Il y a un effet d’aubaine à réaliser cette mise à niveau au moment où les prix du cuivre sont au plus bas
Ceux de Kamoto (une mine à ciel ouvert) seront semblables à ceux de Mutanda, un projet plus récent où Glencore continue de produire 200 000 tonnes par an, explique le Grec. Mi-2017, lors de son redémarrage, le site de Kamoto bénéficiera ainsi de coûts d’exploitation réduits : autour de 1,20 dollar la livre de minerai, soit l’un des plus compétitifs au monde.
Et à Mopani (une mine souterraine), « les opérations permettant la remontée du minerai depuis 1 500 m de profondeur vont passer de quatorze à trois grâce à la modernisation des installations, se félicite Telis Mistakidis. Là encore, cela nous donnera une compétitivité accrue. »

◆ Exercices:
**a)** Selon l'extrait sur les mines de cuivre de Glencore, pourquoi la mine de Mopani deviendra-t-elle plus compétitive ?
**b)** Écrivez la suite de l'extrait sur les mines de cuivre de Glencore, à partir de sa dernière phrase.

◆ Entrées présentées:
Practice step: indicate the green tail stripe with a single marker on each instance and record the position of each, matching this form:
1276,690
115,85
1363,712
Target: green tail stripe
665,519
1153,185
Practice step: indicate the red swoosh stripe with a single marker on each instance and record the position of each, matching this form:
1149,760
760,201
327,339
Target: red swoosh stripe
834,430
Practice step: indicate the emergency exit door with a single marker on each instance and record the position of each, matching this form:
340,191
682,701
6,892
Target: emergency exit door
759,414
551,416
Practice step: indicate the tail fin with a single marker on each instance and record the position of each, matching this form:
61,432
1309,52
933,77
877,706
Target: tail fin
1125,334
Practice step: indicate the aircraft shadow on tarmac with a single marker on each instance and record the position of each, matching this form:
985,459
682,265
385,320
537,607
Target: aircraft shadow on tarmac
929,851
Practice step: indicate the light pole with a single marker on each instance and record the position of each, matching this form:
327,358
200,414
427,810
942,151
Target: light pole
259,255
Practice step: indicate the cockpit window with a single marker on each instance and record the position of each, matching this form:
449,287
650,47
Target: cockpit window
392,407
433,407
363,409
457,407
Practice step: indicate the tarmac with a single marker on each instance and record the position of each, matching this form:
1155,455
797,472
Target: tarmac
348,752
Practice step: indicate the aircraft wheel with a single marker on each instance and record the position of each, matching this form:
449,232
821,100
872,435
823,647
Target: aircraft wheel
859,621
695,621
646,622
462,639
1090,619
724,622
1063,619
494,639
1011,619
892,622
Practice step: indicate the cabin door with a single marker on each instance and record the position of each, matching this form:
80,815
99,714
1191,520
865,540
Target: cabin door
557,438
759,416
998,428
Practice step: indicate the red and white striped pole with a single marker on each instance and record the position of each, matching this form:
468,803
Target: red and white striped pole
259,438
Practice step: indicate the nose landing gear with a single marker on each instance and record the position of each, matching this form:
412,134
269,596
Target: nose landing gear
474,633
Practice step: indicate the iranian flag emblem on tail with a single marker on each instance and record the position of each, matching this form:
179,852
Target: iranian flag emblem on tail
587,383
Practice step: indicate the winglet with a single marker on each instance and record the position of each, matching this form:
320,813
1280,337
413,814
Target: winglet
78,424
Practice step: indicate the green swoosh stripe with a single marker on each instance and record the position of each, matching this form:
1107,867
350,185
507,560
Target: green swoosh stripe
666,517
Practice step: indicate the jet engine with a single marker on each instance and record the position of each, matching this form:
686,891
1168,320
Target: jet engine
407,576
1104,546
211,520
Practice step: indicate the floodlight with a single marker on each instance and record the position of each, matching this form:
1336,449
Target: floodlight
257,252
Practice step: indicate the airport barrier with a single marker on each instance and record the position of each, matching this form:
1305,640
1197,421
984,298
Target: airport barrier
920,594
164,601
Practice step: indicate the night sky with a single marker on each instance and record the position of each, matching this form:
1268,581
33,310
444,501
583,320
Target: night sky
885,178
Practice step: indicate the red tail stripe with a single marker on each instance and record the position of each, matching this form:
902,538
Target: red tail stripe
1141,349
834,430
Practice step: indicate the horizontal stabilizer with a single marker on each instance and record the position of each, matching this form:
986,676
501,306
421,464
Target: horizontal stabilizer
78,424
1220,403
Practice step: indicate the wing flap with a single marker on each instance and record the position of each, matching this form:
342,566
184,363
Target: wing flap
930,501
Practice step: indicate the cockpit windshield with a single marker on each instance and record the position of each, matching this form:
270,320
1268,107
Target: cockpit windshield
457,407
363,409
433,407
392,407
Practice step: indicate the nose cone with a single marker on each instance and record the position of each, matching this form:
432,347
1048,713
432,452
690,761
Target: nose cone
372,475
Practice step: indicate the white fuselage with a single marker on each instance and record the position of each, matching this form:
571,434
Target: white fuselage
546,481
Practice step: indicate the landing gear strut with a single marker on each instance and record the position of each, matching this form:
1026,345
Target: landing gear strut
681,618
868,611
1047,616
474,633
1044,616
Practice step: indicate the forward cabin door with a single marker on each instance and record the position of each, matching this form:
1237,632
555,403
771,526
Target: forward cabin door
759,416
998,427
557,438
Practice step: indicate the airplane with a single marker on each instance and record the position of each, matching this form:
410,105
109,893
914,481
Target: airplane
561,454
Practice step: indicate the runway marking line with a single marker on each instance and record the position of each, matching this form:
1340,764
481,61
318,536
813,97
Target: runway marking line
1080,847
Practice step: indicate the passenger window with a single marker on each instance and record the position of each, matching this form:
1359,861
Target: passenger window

◆ Les réponses:
**a)** La modernisation des installations fera passer de quatorze à trois les opérations nécessaires pour remonter le minerai depuis 1 500 m de profondeur. Cette réduction donnera à la mine une compétitivité accrue.

**b)**
Le patron de la division cuivre, qui en gère à la fois l’extraction, la transformation et le négoce, le reconnaît lui-même : cette décision d’arrêter temporairement certaines mines de la copper belt africaine correspond également à un calcul de trader. Il y a un effet d’aubaine à réaliser cette mise à niveau au moment où les prix du cuivre sont au plus bas. Et la diminution importante de l’offre de cuivre sur le marché pourrait avoir un effet bénéfique sur les prix.
Une créativité sans pareille
Car, chez Glencore, dans le cuivre comme dans le pétrole, les synergies entre la production et le négoce fonctionnent désormais à plein. En ces temps de crise néfaste à la branche extractive minière et pétrolière, en perte opérationnelle de 292 millions de dollars en 2015, c’est le trading qui permet au géant suisse de limiter la casse, avec une marge opérationnelle de 2,5 milliards de dollars.
« En période de cycle bas des prix des matières premières, Glencore a démontré que sa branche négoce, dont les profits dépendent non pas du niveau des prix mais de leur volatilité, lui offre un modèle économique résilient », analyse un spécialiste du secteur extractif.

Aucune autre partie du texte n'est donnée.